To be done:
Each record below is to be reproduced without any change.

[Records from a data collection]
****************

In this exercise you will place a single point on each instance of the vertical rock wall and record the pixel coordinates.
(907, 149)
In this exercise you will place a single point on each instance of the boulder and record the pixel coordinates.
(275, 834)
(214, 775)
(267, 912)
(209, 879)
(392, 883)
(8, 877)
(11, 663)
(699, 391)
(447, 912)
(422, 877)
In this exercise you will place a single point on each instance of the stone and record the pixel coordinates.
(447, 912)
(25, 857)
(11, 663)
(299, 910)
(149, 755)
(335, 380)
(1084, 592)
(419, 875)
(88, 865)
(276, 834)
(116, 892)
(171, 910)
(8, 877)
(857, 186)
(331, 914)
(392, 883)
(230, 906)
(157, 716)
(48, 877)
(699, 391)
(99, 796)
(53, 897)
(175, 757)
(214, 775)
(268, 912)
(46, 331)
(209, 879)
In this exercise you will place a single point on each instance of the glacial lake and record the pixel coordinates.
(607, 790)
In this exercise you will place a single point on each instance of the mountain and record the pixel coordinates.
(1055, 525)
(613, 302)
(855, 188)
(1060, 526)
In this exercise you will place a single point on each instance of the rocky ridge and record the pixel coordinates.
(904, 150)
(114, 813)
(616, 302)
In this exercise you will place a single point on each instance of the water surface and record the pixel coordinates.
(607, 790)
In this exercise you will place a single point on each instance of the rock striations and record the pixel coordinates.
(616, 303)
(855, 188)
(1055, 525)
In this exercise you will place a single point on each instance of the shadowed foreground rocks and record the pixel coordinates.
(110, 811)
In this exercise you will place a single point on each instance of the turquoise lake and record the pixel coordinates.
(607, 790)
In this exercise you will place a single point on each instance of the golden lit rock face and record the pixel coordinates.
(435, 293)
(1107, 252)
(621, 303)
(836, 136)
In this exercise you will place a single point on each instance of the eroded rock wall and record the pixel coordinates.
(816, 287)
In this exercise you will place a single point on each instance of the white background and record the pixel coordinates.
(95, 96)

****************

Answer to the exercise:
In this exercise you will place a single point on each instance of the vertical rock wall and record the pixel coordinates.
(907, 149)
In this exercise you will place a single point on each instance of the boulder and record the pixel coordinates.
(275, 834)
(214, 775)
(267, 912)
(209, 879)
(392, 883)
(8, 877)
(11, 663)
(699, 391)
(447, 912)
(422, 877)
In this exercise you will place a single point on each instance of the stone and record the pixel coordinates.
(447, 912)
(25, 857)
(11, 663)
(299, 910)
(149, 755)
(335, 380)
(1084, 592)
(419, 875)
(88, 865)
(276, 834)
(116, 892)
(171, 910)
(8, 877)
(857, 186)
(331, 914)
(392, 883)
(230, 906)
(157, 716)
(48, 877)
(699, 391)
(99, 796)
(53, 897)
(175, 757)
(214, 775)
(268, 912)
(46, 331)
(209, 879)
In this exercise you will place a single point on each instance of the glacial lake and record the pixel coordinates.
(607, 790)
In this exercise you will place a single point on each instance of the mountain and record the pixel coordinates.
(1055, 525)
(613, 302)
(855, 188)
(1060, 526)
In this exercise you will place a single point on each instance of the rocky ridge and record the pixel coordinates.
(904, 150)
(114, 813)
(616, 302)
In this exercise you will place a single point on each instance of the water surface and record the pixel coordinates.
(607, 790)
In this exercise you will place a single point on each instance of the rock striations and record the pixel coordinates.
(616, 303)
(855, 188)
(1055, 525)
In this exercise you will place a single point on each instance of the shadowed foreground rocks and record the pixel coordinates.
(110, 811)
In this exercise you will place a single point on each instance of the turquoise lake and record the pixel coordinates.
(607, 790)
In this exercise you will place a single point on each instance of the golden lit rock face and record the pixel coordinates.
(435, 293)
(1107, 252)
(621, 303)
(836, 136)
In this exercise you will place a single point on each instance of the eroded rock wall and record the pixel coordinates.
(816, 287)
In this exercise you will place a single point on each instance of the white background and record the pixel coordinates.
(95, 96)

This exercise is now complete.